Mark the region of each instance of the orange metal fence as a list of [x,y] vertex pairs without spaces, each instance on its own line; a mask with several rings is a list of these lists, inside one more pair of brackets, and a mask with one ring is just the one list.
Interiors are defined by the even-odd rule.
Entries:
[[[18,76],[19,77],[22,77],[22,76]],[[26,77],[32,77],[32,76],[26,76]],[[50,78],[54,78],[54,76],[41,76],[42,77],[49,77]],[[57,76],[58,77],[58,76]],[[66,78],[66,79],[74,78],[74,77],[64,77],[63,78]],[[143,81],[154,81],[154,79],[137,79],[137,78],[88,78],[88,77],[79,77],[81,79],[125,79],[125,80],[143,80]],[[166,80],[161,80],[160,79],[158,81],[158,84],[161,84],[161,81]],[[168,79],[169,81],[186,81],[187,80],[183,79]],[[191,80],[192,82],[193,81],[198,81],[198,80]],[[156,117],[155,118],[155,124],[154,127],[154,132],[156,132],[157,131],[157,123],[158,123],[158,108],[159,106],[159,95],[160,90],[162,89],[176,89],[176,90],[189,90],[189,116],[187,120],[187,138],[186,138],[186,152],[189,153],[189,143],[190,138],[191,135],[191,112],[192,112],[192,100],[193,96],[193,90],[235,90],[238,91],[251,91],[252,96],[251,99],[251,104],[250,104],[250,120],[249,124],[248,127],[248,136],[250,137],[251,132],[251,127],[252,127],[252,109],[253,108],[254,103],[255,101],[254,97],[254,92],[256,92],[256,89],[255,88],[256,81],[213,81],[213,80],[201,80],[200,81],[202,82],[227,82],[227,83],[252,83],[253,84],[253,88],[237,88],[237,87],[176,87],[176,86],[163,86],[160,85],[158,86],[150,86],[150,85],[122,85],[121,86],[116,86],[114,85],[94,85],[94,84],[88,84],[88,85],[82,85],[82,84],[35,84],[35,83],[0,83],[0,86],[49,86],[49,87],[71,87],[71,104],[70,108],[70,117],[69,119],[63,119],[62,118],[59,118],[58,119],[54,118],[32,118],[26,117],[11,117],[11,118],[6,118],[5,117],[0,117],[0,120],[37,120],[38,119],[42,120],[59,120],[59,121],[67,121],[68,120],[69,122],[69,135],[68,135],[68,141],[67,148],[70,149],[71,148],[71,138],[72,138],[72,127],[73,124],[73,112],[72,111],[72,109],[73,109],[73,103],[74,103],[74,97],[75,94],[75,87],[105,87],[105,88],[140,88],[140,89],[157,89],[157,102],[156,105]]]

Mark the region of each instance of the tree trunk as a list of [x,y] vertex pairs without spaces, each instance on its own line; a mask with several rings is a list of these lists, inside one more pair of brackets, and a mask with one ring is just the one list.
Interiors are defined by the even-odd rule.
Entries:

What this task involves
Copy every line of the material above without any changes.

Reply
Mark the region of each instance of the orange metal fence as a list of [x,y] vertex pairs without spaces, each instance on its own line; a mask with several rings is a list of these lists, inside one more pair of brackets, and a mask with one ring is just the one list.
Interiors are defined by the even-odd rule.
Entries:
[[[18,76],[19,77],[22,77],[22,76]],[[26,77],[32,77],[32,76],[26,76]],[[50,78],[54,78],[54,76],[41,76],[42,77],[49,77]],[[57,76],[58,77],[58,76]],[[66,78],[66,79],[74,78],[74,77],[64,77],[63,78]],[[143,81],[154,81],[154,79],[137,79],[137,78],[88,78],[88,77],[79,77],[81,79],[125,79],[125,80],[143,80]],[[166,80],[161,80],[160,79],[158,81],[158,84],[161,84],[161,81]],[[168,79],[169,81],[186,81],[187,80],[183,79]],[[191,80],[192,82],[193,81],[198,81],[198,80]],[[156,117],[155,118],[155,124],[154,127],[154,132],[156,132],[157,131],[157,123],[158,123],[158,108],[159,106],[159,95],[160,90],[162,89],[176,89],[176,90],[189,90],[189,116],[187,120],[187,138],[186,138],[186,152],[189,153],[189,143],[190,138],[191,135],[191,112],[192,112],[192,100],[193,96],[193,90],[235,90],[238,91],[251,91],[252,96],[251,99],[251,104],[250,104],[250,120],[249,124],[248,127],[248,136],[250,137],[251,132],[251,127],[252,127],[252,109],[253,108],[254,103],[255,101],[254,97],[254,92],[256,92],[256,89],[255,88],[256,81],[213,81],[213,80],[201,80],[200,81],[202,82],[227,82],[227,83],[252,83],[253,84],[253,88],[237,88],[237,87],[176,87],[176,86],[163,86],[160,85],[158,86],[150,86],[150,85],[122,85],[121,86],[116,86],[114,85],[94,85],[94,84],[88,84],[88,85],[82,85],[82,84],[35,84],[35,83],[0,83],[0,86],[49,86],[49,87],[71,87],[71,104],[70,108],[70,117],[69,119],[63,119],[62,118],[59,118],[58,119],[54,118],[32,118],[26,117],[11,117],[11,118],[6,118],[5,117],[0,117],[0,120],[37,120],[38,119],[42,120],[59,120],[59,121],[67,121],[68,120],[69,122],[69,135],[68,135],[68,141],[67,148],[70,149],[71,148],[71,138],[72,138],[72,127],[73,124],[73,112],[72,111],[72,109],[73,109],[73,103],[74,103],[74,97],[75,94],[75,87],[105,87],[105,88],[140,88],[140,89],[157,89],[157,102],[156,105]]]

Mark the region of each instance of the tree trunk as a list of [x,y] vertex pairs without spaces, each instance on its own line; a mask with several rings is a list of these lists, inside one more pair of brackets, and a mask with one ring is just the one list.
Interiors are defined by the even-odd rule.
Entries:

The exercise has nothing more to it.